**What this task involves**
Using the records below, filter for lines that contain the string "Scan" and copy them out.

§ §

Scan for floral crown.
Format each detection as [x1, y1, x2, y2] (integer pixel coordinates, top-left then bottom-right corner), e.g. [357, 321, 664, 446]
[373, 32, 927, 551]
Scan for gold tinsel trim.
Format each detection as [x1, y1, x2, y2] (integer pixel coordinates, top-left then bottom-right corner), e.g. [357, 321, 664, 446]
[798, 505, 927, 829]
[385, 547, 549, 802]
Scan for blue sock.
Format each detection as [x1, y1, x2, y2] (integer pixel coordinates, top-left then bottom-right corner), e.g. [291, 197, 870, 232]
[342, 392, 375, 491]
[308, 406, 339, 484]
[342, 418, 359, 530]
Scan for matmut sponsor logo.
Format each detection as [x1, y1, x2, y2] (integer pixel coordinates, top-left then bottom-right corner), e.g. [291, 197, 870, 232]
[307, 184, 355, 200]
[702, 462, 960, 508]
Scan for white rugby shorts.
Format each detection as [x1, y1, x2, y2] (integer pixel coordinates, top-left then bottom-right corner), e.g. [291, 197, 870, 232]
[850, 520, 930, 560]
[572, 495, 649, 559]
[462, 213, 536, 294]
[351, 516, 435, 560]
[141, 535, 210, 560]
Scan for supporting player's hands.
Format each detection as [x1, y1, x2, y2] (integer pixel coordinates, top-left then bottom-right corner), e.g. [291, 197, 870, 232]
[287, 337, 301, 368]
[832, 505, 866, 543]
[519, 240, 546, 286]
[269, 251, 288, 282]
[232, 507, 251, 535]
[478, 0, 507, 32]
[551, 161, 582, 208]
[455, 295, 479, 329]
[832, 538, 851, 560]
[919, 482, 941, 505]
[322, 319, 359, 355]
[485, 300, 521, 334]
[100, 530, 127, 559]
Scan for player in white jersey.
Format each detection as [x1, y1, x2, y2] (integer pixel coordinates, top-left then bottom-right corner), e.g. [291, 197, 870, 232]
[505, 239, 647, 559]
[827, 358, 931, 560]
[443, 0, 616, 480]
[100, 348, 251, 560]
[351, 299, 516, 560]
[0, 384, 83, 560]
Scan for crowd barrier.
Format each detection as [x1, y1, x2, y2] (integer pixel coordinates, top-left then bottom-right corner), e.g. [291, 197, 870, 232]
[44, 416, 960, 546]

§ §

**Reply to the exercise**
Scan for floral crown.
Scan for gold tinsel trim.
Scan for blue sock.
Scan for matmut sponsor logo.
Scan for white rugby shorts.
Scan for supporting player's hands.
Scan for player in white jersey.
Scan for crowd barrier.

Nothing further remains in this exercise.